Image object location entries
********
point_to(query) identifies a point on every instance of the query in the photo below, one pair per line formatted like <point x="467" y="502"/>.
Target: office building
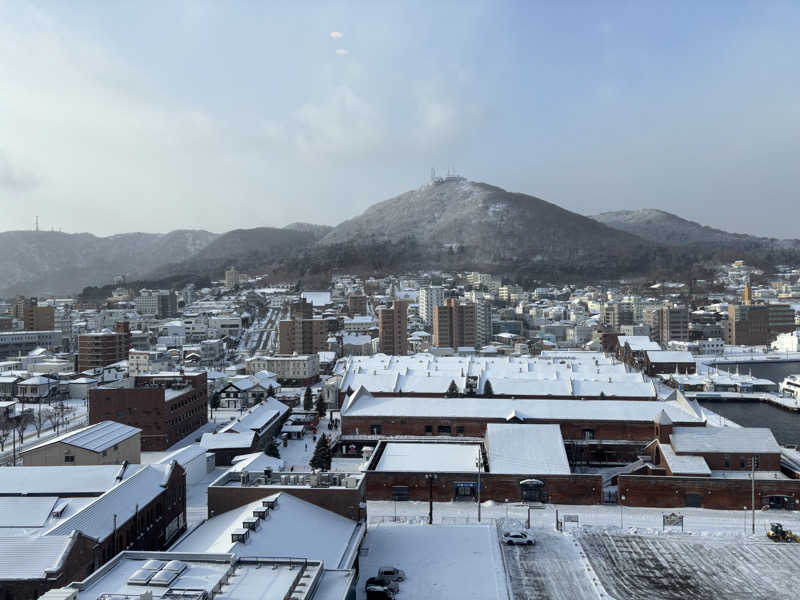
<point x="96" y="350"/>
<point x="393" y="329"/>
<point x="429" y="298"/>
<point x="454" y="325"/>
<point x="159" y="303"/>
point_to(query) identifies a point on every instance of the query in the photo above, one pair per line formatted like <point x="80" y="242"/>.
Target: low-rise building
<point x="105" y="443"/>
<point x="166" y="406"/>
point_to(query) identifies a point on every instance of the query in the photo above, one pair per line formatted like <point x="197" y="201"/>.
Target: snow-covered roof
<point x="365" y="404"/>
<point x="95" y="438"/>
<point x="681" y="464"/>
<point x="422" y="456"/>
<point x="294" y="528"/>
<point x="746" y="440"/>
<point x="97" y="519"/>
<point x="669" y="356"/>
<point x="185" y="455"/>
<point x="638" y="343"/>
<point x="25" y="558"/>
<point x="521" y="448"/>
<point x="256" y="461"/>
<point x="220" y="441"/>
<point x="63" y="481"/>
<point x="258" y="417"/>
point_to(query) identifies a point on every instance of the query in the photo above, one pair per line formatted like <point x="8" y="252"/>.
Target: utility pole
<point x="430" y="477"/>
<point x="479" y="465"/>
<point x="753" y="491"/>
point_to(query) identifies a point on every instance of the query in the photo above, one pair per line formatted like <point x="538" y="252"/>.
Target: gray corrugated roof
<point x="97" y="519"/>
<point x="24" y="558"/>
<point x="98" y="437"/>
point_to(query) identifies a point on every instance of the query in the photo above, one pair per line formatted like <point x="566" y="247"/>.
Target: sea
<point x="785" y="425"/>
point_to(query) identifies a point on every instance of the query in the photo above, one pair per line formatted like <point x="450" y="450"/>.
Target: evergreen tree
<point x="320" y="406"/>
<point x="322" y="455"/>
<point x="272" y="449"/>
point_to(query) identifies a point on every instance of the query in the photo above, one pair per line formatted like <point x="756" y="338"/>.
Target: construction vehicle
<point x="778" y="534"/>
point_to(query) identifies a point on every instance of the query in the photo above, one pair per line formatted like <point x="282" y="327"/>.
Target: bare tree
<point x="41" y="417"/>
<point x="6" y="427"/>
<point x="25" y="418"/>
********
-- What to work on --
Write out the listing above exactly as it stands, pictures excluded.

-- Complete answer --
point_to(query) identifies a point on every instance of the query in the photo below, one pair per line formatted like <point x="467" y="502"/>.
Target: office building
<point x="96" y="350"/>
<point x="393" y="329"/>
<point x="429" y="298"/>
<point x="454" y="325"/>
<point x="159" y="303"/>
point_to(query) identifies a point on every instance of the query in the photo above, one pair per line formatted like <point x="80" y="242"/>.
Target: low-rise building
<point x="105" y="443"/>
<point x="166" y="406"/>
point_to(query) identifies a point on every instance of the query in the photo above, one pair per line formatted like <point x="197" y="201"/>.
Target: snow-covered roof
<point x="365" y="404"/>
<point x="95" y="438"/>
<point x="681" y="464"/>
<point x="422" y="456"/>
<point x="294" y="528"/>
<point x="746" y="440"/>
<point x="97" y="519"/>
<point x="669" y="356"/>
<point x="185" y="455"/>
<point x="638" y="343"/>
<point x="25" y="558"/>
<point x="521" y="448"/>
<point x="256" y="461"/>
<point x="220" y="441"/>
<point x="63" y="481"/>
<point x="258" y="417"/>
point_to(query) identifies a point on every instance of the query in the photo above, one pair per line formatted like <point x="8" y="252"/>.
Target: utility pole
<point x="430" y="477"/>
<point x="479" y="465"/>
<point x="753" y="491"/>
point_to(query) identifies a point on every instance of the query in the photo above, one pair per line formatted like <point x="538" y="252"/>.
Target: gray corrugated roof
<point x="97" y="519"/>
<point x="24" y="558"/>
<point x="98" y="437"/>
point_to(query) identifies a point on every instance of the query in the photo above, one pair per line formatted like <point x="566" y="247"/>.
Target: sea
<point x="785" y="425"/>
point_to(query) identifies a point on every instance of the query in the photo above, one pair per line formatted like <point x="450" y="450"/>.
Target: evergreen tree
<point x="320" y="406"/>
<point x="322" y="455"/>
<point x="272" y="449"/>
point_to(query) identifies a point on every instance of the query in the photo above, one pair per line formatted like <point x="756" y="338"/>.
Target: construction vehicle
<point x="778" y="534"/>
point_to(query) identifies a point on every instance of the query in the photo above, one pair per line formatted like <point x="282" y="327"/>.
Target: bare tree
<point x="41" y="417"/>
<point x="6" y="427"/>
<point x="25" y="418"/>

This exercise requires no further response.